[Natural-language object grounding data]
──────────

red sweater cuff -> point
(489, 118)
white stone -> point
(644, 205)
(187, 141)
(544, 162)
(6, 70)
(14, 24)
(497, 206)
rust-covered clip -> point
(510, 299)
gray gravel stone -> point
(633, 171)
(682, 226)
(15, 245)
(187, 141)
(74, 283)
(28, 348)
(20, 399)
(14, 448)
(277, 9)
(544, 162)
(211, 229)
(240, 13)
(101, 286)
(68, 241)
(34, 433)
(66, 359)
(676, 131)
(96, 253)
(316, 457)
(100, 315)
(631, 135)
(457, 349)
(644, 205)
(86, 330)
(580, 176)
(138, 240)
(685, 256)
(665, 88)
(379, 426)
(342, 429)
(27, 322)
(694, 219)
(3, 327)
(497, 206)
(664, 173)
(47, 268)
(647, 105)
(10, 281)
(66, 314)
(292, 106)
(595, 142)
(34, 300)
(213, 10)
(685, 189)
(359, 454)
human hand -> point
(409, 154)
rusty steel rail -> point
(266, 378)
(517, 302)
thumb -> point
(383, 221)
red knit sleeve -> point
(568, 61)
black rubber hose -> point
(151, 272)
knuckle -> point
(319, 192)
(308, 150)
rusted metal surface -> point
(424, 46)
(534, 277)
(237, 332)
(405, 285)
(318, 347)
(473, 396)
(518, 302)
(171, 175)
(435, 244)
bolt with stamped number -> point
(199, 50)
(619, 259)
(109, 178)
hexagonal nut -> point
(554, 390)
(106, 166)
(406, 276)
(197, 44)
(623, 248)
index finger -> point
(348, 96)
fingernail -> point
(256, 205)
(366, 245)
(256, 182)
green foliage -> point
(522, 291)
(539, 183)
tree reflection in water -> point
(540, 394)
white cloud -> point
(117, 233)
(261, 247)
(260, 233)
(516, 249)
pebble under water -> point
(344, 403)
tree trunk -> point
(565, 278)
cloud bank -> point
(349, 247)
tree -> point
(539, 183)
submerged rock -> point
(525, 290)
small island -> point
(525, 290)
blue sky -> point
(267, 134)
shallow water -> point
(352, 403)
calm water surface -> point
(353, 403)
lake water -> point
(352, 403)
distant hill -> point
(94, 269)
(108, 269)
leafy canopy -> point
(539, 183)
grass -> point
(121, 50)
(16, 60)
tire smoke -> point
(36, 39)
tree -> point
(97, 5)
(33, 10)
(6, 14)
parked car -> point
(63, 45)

──────────

## Prompt
The answer should hold the lines from the one containing "pebble under water -> point" through the end of the entries above, set down exactly, with both ends included.

## Result for this exercise
pebble under water -> point
(344, 403)
tree trunk -> point
(565, 278)
cloud bank -> point
(349, 247)
tree -> point
(539, 183)
submerged rock -> point
(525, 290)
small island -> point
(525, 290)
blue sky -> point
(267, 134)
shallow water -> point
(352, 403)
calm water surface -> point
(353, 403)
lake water -> point
(352, 403)
distant hill -> point
(94, 269)
(108, 269)
leafy canopy -> point
(539, 183)
grass -> point
(121, 50)
(16, 60)
tire smoke -> point
(36, 39)
tree -> point
(97, 5)
(33, 10)
(6, 14)
parked car -> point
(63, 45)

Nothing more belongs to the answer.